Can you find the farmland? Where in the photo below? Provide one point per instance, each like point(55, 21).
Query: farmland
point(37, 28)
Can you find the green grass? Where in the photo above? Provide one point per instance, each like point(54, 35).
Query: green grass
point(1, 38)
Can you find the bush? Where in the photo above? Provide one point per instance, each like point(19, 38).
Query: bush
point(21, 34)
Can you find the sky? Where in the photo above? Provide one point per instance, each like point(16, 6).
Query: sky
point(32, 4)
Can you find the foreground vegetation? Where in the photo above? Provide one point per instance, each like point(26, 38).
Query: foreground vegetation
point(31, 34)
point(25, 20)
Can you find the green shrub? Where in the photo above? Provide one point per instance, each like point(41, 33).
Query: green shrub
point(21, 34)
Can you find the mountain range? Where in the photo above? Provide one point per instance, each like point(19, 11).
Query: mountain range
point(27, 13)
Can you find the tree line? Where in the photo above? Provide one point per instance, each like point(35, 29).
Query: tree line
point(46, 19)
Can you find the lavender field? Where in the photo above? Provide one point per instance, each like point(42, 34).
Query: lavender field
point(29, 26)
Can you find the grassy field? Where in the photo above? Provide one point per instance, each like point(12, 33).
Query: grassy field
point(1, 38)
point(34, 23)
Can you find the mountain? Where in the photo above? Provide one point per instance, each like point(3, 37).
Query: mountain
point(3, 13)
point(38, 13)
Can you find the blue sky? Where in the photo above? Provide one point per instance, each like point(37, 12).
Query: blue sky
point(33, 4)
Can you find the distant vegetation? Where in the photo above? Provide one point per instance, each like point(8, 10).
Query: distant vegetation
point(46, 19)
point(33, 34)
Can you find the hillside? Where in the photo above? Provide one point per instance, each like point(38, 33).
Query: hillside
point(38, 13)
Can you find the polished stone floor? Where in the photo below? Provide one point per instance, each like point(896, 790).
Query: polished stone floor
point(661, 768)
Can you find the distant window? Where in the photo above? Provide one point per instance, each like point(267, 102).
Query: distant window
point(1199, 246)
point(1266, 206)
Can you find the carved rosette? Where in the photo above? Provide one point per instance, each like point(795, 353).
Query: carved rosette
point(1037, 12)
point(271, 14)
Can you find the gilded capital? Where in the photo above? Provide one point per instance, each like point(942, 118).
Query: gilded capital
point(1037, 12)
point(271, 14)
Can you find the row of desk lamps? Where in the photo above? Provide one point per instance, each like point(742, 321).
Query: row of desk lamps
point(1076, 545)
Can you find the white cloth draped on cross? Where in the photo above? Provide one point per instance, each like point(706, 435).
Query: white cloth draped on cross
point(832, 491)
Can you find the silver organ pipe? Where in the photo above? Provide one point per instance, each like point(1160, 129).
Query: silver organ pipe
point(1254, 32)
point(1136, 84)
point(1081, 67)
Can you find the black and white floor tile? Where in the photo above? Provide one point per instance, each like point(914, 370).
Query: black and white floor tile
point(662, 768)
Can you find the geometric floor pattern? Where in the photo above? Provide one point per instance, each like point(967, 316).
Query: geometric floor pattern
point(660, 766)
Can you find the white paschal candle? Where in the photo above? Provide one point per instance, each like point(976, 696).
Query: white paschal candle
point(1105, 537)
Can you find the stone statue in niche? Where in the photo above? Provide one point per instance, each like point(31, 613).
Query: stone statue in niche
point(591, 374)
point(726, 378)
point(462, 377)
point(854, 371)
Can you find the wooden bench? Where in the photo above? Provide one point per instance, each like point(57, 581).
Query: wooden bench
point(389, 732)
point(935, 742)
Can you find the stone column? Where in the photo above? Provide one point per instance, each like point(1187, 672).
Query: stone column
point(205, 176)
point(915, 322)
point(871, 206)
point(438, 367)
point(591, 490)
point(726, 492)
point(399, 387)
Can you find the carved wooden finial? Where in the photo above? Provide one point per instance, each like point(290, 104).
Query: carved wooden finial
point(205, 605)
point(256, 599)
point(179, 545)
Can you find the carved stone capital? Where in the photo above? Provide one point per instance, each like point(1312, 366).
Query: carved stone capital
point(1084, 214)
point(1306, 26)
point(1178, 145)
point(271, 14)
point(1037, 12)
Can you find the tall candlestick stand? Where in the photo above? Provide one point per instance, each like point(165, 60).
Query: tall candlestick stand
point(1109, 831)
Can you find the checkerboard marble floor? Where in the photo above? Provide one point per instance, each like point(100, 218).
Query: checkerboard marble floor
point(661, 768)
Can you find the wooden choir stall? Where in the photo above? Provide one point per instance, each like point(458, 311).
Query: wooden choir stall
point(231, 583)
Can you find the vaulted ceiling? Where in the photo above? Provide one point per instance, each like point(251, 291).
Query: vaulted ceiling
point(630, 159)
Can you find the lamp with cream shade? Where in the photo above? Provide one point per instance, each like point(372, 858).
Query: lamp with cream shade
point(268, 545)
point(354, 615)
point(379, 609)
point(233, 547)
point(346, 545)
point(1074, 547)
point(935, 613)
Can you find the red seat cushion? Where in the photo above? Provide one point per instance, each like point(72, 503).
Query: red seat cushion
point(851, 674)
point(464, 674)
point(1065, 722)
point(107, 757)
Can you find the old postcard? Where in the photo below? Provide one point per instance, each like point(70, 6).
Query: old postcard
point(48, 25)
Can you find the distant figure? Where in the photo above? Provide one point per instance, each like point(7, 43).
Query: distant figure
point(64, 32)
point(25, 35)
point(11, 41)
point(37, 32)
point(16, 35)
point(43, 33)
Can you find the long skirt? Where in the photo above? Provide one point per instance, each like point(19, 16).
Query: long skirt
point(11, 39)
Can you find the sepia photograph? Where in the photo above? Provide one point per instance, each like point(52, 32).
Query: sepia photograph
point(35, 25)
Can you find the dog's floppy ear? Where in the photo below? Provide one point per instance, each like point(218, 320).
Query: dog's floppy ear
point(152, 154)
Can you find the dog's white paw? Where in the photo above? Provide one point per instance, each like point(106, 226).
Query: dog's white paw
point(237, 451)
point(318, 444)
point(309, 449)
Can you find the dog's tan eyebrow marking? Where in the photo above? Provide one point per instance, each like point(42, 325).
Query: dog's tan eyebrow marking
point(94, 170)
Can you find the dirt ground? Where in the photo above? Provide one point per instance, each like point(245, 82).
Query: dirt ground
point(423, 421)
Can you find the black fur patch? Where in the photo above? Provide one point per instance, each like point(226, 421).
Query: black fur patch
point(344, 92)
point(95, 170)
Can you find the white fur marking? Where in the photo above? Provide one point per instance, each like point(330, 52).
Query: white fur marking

# Instructions to follow
Rewrite the data starting at the line containing "Can you find the mountain?" and ending at the line containing "point(33, 34)", both lines included, keeping the requests unchanged and adding 146 to each coordinate in the answers. Give only those lines.

# Result of the exercise
Can you find the mountain? Where in the photo above? Provide one point per instance, each like point(3, 37).
Query: mountain
point(149, 159)
point(184, 159)
Can you find the blue sky? Where in the photo above? Provide one point per instance, each like point(37, 12).
Query: blue sky
point(179, 150)
Can you find the distant vegetation? Where in the photo above? Provide one point per instance, each like point(8, 10).
Query: distant vegetation
point(192, 165)
point(179, 180)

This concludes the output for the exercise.